* **TEXT BLOCK**:
MatheMUSEments

Articles for kids about math in everyday life, written by Ivars Peterson for Muse magazine.

May 11, 2007

Batting Streaks

For baseball fans, one of the highlights of the 2001 season was the home-run record set by Barry Bonds of the San Francisco Giants.

All summer long, newspapers printed charts showing how many home runs Bonds had hit and how many he would have at the end of the season if he continued hitting them at the same rate. On average, Bonds was hitting a home run once every second game. So his total was likely to be about half the number of games he played. In the end Bonds played 153 games and walloped 73 homers.


Here's an interesting question. Bonds had a 50 percent chance of hitting a homer over the course of the season, but were those his odds for any particular game as well? What if he had a hot streak? What if you went to a game when he was in the middle of his hot streak? Wouldn't the chances of his hitting a homer be higher than even-steven?

* **WHAT THE TASK REQUIRES**: How many games did Barry Bonds play in the 2001 season, according to the batting streaks article?

* **RECORDED INFORMATION**:
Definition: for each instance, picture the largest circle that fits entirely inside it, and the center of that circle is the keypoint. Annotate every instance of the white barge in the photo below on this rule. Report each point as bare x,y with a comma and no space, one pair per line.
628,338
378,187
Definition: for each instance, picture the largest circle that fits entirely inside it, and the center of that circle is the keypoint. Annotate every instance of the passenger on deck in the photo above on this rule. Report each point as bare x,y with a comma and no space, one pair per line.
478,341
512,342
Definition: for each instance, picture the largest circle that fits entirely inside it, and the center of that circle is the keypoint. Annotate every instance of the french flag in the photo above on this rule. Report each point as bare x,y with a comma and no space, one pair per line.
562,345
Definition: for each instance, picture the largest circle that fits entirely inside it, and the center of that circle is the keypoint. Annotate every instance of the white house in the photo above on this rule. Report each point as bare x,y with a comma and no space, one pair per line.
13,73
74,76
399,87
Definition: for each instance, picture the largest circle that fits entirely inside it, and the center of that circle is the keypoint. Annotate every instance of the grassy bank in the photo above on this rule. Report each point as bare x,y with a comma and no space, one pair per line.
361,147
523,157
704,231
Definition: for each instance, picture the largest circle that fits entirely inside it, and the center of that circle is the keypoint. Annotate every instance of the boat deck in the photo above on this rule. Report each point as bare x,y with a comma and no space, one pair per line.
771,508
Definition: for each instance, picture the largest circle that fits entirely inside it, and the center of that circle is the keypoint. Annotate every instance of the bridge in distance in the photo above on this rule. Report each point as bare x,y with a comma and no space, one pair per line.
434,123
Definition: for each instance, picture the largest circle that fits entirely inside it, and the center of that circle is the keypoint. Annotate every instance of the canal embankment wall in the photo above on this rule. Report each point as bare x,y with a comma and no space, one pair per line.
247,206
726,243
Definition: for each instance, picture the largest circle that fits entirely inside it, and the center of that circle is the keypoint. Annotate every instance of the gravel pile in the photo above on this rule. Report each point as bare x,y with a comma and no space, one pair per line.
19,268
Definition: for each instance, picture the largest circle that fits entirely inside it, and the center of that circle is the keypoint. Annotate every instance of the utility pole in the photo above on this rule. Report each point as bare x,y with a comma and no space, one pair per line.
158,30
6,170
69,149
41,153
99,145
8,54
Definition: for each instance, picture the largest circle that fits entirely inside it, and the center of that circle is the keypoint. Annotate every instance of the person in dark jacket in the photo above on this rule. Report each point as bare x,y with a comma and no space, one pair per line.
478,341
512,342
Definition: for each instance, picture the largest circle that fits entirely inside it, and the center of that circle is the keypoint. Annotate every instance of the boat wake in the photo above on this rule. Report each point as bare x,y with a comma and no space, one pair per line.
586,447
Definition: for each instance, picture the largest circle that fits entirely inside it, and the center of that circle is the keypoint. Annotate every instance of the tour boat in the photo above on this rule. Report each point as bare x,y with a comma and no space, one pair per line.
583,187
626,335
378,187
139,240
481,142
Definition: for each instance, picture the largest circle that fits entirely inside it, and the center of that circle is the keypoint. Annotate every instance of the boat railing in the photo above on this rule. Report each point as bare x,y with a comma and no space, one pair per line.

* **RESPONSE FOR THIS EXERCISE**: 153 games